-- WHAT THE TASK REQUIRES --
Print the records from their beginning through the line containing "M133 266L129 259L116", copying each line exactly.

-- TASK INPUT --
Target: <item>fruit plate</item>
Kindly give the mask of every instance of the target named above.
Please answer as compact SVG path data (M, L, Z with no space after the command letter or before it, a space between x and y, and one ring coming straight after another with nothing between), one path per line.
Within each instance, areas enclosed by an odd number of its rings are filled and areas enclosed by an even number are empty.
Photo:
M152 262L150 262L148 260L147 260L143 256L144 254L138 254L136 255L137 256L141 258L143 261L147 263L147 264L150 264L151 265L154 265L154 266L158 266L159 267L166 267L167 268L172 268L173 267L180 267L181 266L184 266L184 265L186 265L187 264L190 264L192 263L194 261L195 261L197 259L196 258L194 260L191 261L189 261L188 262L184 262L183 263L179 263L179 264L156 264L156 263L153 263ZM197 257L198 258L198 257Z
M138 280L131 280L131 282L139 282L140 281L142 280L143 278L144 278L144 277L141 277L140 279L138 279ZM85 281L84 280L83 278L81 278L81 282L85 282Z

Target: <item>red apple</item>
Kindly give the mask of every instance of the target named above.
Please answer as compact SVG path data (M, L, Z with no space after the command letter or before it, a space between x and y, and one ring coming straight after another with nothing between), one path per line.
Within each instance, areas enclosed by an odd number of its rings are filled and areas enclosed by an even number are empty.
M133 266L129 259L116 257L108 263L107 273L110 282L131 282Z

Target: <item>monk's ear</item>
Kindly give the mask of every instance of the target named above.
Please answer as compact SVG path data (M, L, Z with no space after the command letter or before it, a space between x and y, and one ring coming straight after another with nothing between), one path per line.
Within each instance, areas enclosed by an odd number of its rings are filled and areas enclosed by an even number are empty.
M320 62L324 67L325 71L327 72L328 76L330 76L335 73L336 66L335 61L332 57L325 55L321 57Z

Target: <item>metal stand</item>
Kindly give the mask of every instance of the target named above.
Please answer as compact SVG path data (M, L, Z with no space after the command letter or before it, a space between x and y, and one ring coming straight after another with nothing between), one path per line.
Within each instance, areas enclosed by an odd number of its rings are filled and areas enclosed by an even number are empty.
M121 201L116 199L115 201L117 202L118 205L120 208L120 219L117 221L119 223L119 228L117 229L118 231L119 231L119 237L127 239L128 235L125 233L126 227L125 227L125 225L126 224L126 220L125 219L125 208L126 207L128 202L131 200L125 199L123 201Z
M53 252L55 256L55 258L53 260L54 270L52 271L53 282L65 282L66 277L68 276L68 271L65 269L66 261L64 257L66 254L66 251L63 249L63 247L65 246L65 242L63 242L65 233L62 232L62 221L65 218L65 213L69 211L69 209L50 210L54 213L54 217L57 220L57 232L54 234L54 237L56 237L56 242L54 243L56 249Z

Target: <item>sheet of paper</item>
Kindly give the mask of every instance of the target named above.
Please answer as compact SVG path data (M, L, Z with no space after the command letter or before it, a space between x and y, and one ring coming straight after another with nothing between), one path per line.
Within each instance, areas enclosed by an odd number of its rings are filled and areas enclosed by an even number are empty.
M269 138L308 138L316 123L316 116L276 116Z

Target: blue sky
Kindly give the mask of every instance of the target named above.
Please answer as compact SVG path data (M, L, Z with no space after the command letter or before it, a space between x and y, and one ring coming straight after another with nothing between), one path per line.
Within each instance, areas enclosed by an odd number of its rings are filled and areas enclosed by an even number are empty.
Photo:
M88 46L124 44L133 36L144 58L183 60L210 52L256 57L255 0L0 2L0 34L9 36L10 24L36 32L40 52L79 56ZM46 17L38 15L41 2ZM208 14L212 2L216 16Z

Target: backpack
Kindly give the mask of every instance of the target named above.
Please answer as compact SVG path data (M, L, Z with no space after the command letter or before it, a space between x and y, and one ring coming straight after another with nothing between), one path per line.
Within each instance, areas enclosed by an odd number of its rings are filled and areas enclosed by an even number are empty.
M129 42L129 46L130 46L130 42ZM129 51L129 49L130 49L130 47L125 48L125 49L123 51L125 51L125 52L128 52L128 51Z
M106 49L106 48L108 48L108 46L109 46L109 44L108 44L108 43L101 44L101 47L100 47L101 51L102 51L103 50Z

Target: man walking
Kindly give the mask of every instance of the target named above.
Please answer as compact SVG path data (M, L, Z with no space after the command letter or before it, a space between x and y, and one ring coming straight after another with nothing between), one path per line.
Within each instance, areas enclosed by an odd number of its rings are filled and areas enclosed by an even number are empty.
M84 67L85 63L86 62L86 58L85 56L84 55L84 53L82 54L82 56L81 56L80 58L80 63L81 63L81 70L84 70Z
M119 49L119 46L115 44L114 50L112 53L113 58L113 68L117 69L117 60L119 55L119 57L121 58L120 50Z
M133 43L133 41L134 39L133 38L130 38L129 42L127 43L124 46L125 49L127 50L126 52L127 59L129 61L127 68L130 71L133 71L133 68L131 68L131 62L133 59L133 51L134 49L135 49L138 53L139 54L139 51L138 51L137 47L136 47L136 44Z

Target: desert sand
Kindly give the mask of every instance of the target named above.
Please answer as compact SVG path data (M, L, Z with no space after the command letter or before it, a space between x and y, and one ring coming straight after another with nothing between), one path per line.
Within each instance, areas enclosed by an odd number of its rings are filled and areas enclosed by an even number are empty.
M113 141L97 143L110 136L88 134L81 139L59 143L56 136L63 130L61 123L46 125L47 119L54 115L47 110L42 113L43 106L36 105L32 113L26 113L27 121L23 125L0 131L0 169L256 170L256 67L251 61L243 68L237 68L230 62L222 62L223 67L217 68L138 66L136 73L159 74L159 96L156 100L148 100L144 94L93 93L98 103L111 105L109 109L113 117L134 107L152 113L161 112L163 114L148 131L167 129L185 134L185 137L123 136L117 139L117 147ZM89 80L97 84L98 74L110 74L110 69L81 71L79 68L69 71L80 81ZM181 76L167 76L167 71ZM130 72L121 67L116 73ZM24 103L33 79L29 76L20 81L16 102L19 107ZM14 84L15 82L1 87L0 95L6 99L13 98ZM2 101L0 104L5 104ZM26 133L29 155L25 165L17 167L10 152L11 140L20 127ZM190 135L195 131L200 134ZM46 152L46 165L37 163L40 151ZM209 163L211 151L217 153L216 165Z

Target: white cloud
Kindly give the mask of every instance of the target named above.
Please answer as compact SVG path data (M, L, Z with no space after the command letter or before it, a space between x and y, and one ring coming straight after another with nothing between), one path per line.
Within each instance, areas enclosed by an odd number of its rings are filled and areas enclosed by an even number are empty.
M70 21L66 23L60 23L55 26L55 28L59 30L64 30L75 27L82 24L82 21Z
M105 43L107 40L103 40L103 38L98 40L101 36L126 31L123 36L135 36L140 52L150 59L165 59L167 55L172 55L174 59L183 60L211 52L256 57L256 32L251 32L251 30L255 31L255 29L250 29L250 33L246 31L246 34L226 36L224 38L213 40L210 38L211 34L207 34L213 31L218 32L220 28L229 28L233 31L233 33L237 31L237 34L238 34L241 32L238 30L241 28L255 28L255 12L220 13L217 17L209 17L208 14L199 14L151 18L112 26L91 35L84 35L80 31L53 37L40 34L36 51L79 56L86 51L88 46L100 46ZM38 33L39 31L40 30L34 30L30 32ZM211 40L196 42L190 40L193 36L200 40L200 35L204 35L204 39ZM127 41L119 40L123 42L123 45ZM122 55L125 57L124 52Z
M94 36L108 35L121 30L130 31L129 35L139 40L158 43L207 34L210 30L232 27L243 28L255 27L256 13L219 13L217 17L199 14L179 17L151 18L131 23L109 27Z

-- FINAL RESULT --
Target: <item>fruit plate</item>
Kindly give the mask of every instance of the target named above.
Please answer as compact SVG path data (M, L, Z with no space after the command letter or before it, a space between x and y, and one ring coming straight after another with nothing between), one path per line.
Within each instance, areas enclosed by an odd number of its rings are filled and areas enclosed by an even number are empty.
Photo:
M152 262L150 262L148 260L147 260L143 256L144 254L138 254L136 255L137 256L141 258L143 261L147 263L147 264L150 264L151 265L154 265L154 266L158 266L159 267L166 267L167 268L172 268L173 267L180 267L181 266L184 266L184 265L186 265L187 264L190 264L192 263L194 261L195 261L197 259L196 258L194 260L191 261L189 261L188 262L184 262L183 263L179 263L179 264L156 264L156 263L153 263ZM197 257L198 258L198 257Z
M138 280L131 280L131 282L139 282L140 281L142 280L143 278L144 278L144 277L141 277L140 279L138 279ZM85 281L84 280L83 278L81 278L81 282L85 282Z

Target: <item>red apple</item>
Kindly give the mask of every instance of the target named above.
Please answer as compact SVG path data (M, L, Z with no space after the command letter or before it, a space between x and y, and one ring coming straight after another with nothing between), one path per line.
Within each instance, areas enclosed by an odd number of its rings are filled and areas enclosed by an even number are empty.
M133 266L129 259L116 257L108 263L107 273L110 282L131 282Z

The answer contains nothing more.